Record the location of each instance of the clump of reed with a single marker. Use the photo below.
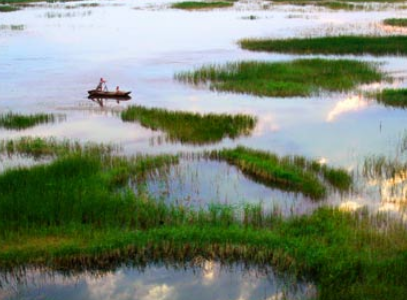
(18, 121)
(302, 77)
(293, 173)
(79, 187)
(193, 128)
(342, 252)
(38, 147)
(192, 5)
(395, 22)
(393, 97)
(8, 8)
(336, 45)
(12, 27)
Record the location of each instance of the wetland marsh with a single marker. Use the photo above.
(187, 188)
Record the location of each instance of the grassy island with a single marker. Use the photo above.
(193, 128)
(396, 22)
(192, 5)
(78, 212)
(332, 45)
(393, 97)
(8, 8)
(287, 173)
(19, 121)
(302, 77)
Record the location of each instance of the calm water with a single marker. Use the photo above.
(209, 281)
(55, 54)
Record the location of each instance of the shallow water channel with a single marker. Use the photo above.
(50, 55)
(210, 280)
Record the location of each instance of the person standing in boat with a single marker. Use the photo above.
(101, 85)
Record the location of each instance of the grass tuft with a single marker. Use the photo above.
(18, 121)
(201, 5)
(191, 128)
(295, 173)
(332, 45)
(396, 22)
(393, 97)
(302, 77)
(8, 8)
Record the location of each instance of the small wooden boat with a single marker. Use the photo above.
(108, 94)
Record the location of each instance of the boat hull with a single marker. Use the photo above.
(105, 94)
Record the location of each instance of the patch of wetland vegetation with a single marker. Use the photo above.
(18, 121)
(288, 173)
(193, 128)
(8, 8)
(77, 212)
(193, 5)
(12, 27)
(396, 22)
(331, 45)
(303, 77)
(393, 97)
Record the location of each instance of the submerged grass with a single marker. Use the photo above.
(396, 22)
(393, 97)
(288, 173)
(51, 147)
(335, 45)
(79, 187)
(301, 77)
(189, 127)
(201, 5)
(8, 8)
(76, 213)
(18, 121)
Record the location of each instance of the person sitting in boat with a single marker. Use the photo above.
(101, 85)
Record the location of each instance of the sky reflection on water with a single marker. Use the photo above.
(209, 281)
(50, 65)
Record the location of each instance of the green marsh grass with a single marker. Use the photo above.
(393, 97)
(76, 213)
(8, 8)
(18, 121)
(193, 128)
(343, 253)
(201, 5)
(38, 147)
(331, 45)
(302, 77)
(12, 27)
(396, 22)
(287, 173)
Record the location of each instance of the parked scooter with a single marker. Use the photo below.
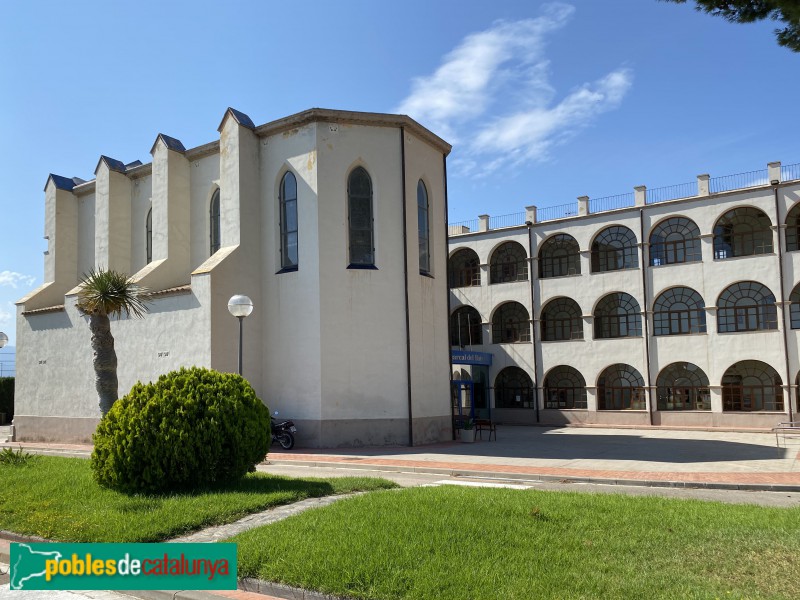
(283, 432)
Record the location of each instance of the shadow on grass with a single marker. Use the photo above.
(252, 483)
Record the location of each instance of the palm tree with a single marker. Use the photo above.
(106, 293)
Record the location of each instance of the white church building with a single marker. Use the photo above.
(333, 223)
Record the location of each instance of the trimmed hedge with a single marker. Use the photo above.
(191, 428)
(7, 397)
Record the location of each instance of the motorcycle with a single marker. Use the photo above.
(283, 432)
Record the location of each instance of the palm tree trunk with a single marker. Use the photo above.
(104, 361)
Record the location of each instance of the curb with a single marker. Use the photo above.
(706, 485)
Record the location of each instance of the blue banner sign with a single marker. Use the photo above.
(470, 357)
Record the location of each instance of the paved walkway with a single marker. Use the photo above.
(740, 460)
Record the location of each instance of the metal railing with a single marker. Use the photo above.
(671, 192)
(611, 202)
(551, 213)
(511, 220)
(790, 172)
(739, 181)
(725, 183)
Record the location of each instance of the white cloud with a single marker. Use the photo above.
(7, 316)
(503, 72)
(13, 279)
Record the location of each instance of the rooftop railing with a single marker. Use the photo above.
(551, 213)
(703, 186)
(672, 192)
(511, 220)
(611, 202)
(790, 172)
(739, 181)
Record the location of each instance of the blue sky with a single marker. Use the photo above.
(543, 102)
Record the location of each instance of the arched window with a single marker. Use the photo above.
(465, 327)
(679, 311)
(620, 387)
(617, 315)
(289, 240)
(562, 320)
(464, 269)
(359, 207)
(751, 385)
(508, 263)
(683, 386)
(148, 229)
(743, 231)
(746, 306)
(675, 240)
(564, 387)
(513, 388)
(559, 256)
(511, 324)
(793, 229)
(423, 228)
(794, 307)
(613, 249)
(214, 222)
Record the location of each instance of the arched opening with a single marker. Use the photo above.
(683, 386)
(513, 388)
(620, 387)
(559, 256)
(564, 387)
(751, 385)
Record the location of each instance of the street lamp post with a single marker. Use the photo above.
(240, 306)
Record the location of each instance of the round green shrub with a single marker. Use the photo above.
(191, 428)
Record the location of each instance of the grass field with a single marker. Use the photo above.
(56, 498)
(459, 543)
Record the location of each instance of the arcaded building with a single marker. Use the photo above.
(675, 306)
(332, 222)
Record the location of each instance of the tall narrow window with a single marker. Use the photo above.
(214, 222)
(423, 228)
(289, 254)
(359, 206)
(148, 227)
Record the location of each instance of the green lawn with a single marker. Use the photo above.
(459, 543)
(56, 498)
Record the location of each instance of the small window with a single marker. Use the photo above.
(423, 228)
(508, 263)
(675, 240)
(359, 206)
(746, 306)
(465, 327)
(742, 231)
(613, 249)
(511, 324)
(513, 388)
(564, 387)
(617, 315)
(562, 320)
(621, 387)
(214, 222)
(560, 256)
(288, 198)
(148, 227)
(679, 311)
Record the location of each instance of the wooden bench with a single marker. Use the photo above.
(786, 429)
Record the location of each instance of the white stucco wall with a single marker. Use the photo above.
(713, 352)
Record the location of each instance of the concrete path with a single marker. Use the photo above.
(221, 532)
(695, 458)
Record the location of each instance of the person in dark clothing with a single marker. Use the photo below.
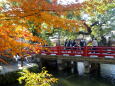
(73, 43)
(109, 44)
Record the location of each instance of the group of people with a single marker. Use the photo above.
(75, 43)
(83, 42)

★ ★ ★ ★ ★

Print the material above verbatim, no images.

Record the location of each instance of the clump of reed with a single marker. Use the photo below.
(18, 121)
(302, 77)
(293, 173)
(79, 187)
(193, 128)
(342, 252)
(38, 147)
(192, 5)
(395, 22)
(393, 97)
(8, 8)
(336, 45)
(12, 27)
Record the location of each instance of the wetland marsh with a single marker. Use the photo above.
(187, 188)
Record the location of each instance of the grassy island with a single marker. Use the photo above.
(193, 128)
(396, 22)
(192, 5)
(78, 212)
(332, 45)
(393, 97)
(8, 8)
(287, 173)
(19, 121)
(302, 77)
Record the location of each instance of the calm water with a single marker. Use the photo above.
(209, 281)
(55, 54)
Record the location of each instance of the shallow water channel with a single marker. Use the photo above.
(50, 55)
(210, 280)
Record the location of each instance of the person standing in boat with a single marker. Use the photo above.
(101, 85)
Record the location of each instance of the grass tuft with a single marker. Use the photo above.
(18, 121)
(201, 5)
(191, 128)
(295, 173)
(332, 45)
(396, 22)
(393, 97)
(302, 77)
(8, 8)
Record the location of each instance of the small wooden boat with a single marker. Use the photo above.
(108, 94)
Record the location of each instance of the boat hull with a single marker. Use the photo above.
(105, 94)
Record the location of each instance of the patch of wetland vegetation with a single marker. Use the photo above.
(18, 121)
(288, 173)
(193, 128)
(8, 8)
(77, 212)
(193, 5)
(12, 27)
(396, 22)
(331, 45)
(303, 77)
(393, 97)
Record the location of each instance of the submerged grass with a single marker. Use the photo above.
(396, 22)
(393, 97)
(288, 173)
(51, 147)
(335, 45)
(79, 187)
(301, 77)
(189, 127)
(201, 5)
(8, 8)
(76, 213)
(18, 121)
Record the location of each instance of the person sitting in boat with a single marker. Use the photo above.
(101, 85)
Record the location of each instance of the sky reflection on water with a single marker. Use the photo above.
(209, 281)
(50, 65)
Record the location of each instance of the green marsh grass with a single marker. Use the photo above.
(393, 97)
(76, 213)
(8, 8)
(18, 121)
(193, 128)
(343, 253)
(201, 5)
(38, 147)
(331, 45)
(302, 77)
(12, 27)
(396, 22)
(287, 173)
Record the location of each instance of the parked scooter with a single marker. Use the photo below.
(283, 432)
Record the location of each instance of the shadow on grass with a single marker. Use the photo above.
(252, 483)
Record the location of each instance of the palm tree with a single marker. Use the photo above.
(106, 293)
Record the location of each instance of the white church building with a single marker. Use the photo above.
(333, 223)
Record the location of each instance of the trimmed hedge with a single marker. Use the photo above.
(191, 428)
(7, 397)
Record the location of each instance of the motorcycle with a single marker. Use the photo above.
(283, 432)
Record the location of each instance of the palm tree trunk with a single marker. Use the photo above.
(104, 361)
Record the location of each instance of the curb with a single marker. Use the photo above.
(706, 485)
Record the location of each instance of the blue banner sign with a single marker. Use the photo above.
(470, 357)
Record the location of each instance of the paved walkway with a single marker. Use the photo above.
(740, 460)
Record the location of each instance of the metal railing with a single marker. Use the photo above.
(671, 192)
(611, 202)
(551, 213)
(511, 220)
(790, 172)
(739, 181)
(725, 183)
Record the location of each instance of the white cloud with a single marker. Use the photo above.
(7, 316)
(503, 72)
(13, 279)
Record the location of each instance of the rooftop railing with a single marker. Use the photo above.
(551, 213)
(703, 186)
(672, 192)
(511, 220)
(611, 202)
(790, 172)
(739, 181)
Record the location of each instance of the blue sky with a single marker. Use the photo above.
(543, 102)
Record the location of each instance of the arched window with a single marker. Use the photo above.
(465, 327)
(679, 311)
(620, 387)
(617, 315)
(289, 240)
(562, 320)
(464, 269)
(359, 207)
(751, 385)
(508, 263)
(683, 386)
(148, 229)
(743, 231)
(746, 306)
(675, 240)
(564, 387)
(513, 388)
(559, 256)
(511, 324)
(793, 229)
(423, 228)
(794, 307)
(613, 249)
(214, 222)
Record the location of each instance of the arched opening with a single marker. Use the photo above.
(683, 386)
(513, 388)
(620, 387)
(559, 256)
(564, 387)
(751, 385)
Record the location of each instance of the street lamp post with a single marker. Use the photo above.
(240, 306)
Record the location of each instance of the round green shrub with a single marker. Use the photo above.
(191, 428)
Record the location of each instance of the grass field with a single marker. Use the photo above.
(56, 498)
(459, 543)
Record the location of each instance of the arcaded building with a single marker. Use the photo above.
(675, 306)
(332, 222)
Record the location of each instance of the tall narrow window with a single marker. Use the photo above.
(214, 222)
(423, 228)
(289, 254)
(359, 206)
(148, 227)
Record the location of each instance of the green lawn with a single marker. Use the photo above.
(459, 543)
(56, 498)
Record the location of each instance of the small window with a single marker. Use the photo above.
(423, 228)
(508, 263)
(675, 240)
(359, 206)
(746, 306)
(465, 327)
(742, 231)
(613, 249)
(511, 324)
(513, 388)
(564, 387)
(617, 315)
(562, 320)
(621, 387)
(214, 222)
(560, 256)
(288, 198)
(148, 227)
(679, 311)
Record the location of each instance of the wooden bench with a single marker. Use the photo above.
(786, 429)
Record the location of each instance of the white stucco wall with a single marker. Use the photo above.
(713, 352)
Record the location of each instance of the concrete path with a single marker. Use the photo above.
(221, 532)
(695, 458)
Record the location of each instance of the person in dark clothing with a single marker. Use the photo below.
(73, 43)
(109, 44)
Record the location of each instance of the group of people with a single marker. Use the photo above.
(75, 43)
(83, 42)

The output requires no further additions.